§ **What you will do**
Reproduce all entries verbatim, with nothing added or dropped.

Dataset entries:
━━━━━━━━

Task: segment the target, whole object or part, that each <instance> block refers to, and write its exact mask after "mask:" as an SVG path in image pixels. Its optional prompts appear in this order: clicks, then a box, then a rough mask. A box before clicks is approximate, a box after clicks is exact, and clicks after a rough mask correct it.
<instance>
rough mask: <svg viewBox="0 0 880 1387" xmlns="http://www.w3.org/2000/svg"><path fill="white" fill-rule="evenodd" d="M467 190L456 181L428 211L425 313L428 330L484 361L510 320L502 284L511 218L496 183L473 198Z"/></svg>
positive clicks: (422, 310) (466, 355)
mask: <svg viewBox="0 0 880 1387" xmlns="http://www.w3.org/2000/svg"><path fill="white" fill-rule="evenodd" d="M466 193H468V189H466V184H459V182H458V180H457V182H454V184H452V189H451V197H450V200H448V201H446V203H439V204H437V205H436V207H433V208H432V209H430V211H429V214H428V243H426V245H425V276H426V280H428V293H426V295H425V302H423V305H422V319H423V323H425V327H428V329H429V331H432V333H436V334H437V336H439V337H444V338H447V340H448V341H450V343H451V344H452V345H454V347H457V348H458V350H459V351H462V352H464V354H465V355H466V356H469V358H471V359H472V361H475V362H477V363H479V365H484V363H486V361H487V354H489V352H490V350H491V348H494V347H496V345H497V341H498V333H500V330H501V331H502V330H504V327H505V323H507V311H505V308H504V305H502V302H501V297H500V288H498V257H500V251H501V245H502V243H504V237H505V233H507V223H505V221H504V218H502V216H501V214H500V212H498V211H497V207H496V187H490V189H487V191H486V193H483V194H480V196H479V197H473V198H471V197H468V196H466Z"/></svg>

━━━━━━━━

§ **Answer below**
Task: segment the target, whole object or part, that each <instance> block refers to, and write its exact mask after "mask:" as an SVG path in image pixels. Its optional prompts appear in this order: clicks, then a box, then a rough mask. A box before clicks is approximate, a box after clicks is exact, and clicks after a rough mask correct it.
<instance>
rough mask: <svg viewBox="0 0 880 1387" xmlns="http://www.w3.org/2000/svg"><path fill="white" fill-rule="evenodd" d="M467 190L456 181L428 211L425 313L428 330L484 361L510 320L502 284L511 218L496 183L473 198Z"/></svg>
positive clicks: (422, 310) (466, 355)
mask: <svg viewBox="0 0 880 1387" xmlns="http://www.w3.org/2000/svg"><path fill="white" fill-rule="evenodd" d="M466 193H468V189H466V184H459V182H458V180H457V182H454V184H452V189H451V197H450V200H448V201H446V203H439V204H437V205H436V207H433V208H432V209H430V211H429V214H428V243H426V245H425V276H426V280H428V293H426V295H425V302H423V305H422V319H423V323H425V327H428V329H429V331H432V333H436V334H437V336H439V337H444V338H447V340H448V341H450V343H451V344H452V345H454V347H457V348H458V350H459V351H462V352H464V354H465V355H466V356H469V358H471V359H472V361H475V362H477V363H479V365H484V363H486V361H487V354H489V352H490V350H491V348H494V347H496V345H497V341H498V333H500V330H501V331H502V330H504V327H505V323H507V311H505V308H504V305H502V302H501V297H500V288H498V257H500V251H501V245H502V243H504V237H505V233H507V223H505V221H504V218H502V216H501V214H500V212H498V211H497V207H496V187H490V189H487V191H486V193H483V194H480V196H479V197H473V198H471V197H468V196H466Z"/></svg>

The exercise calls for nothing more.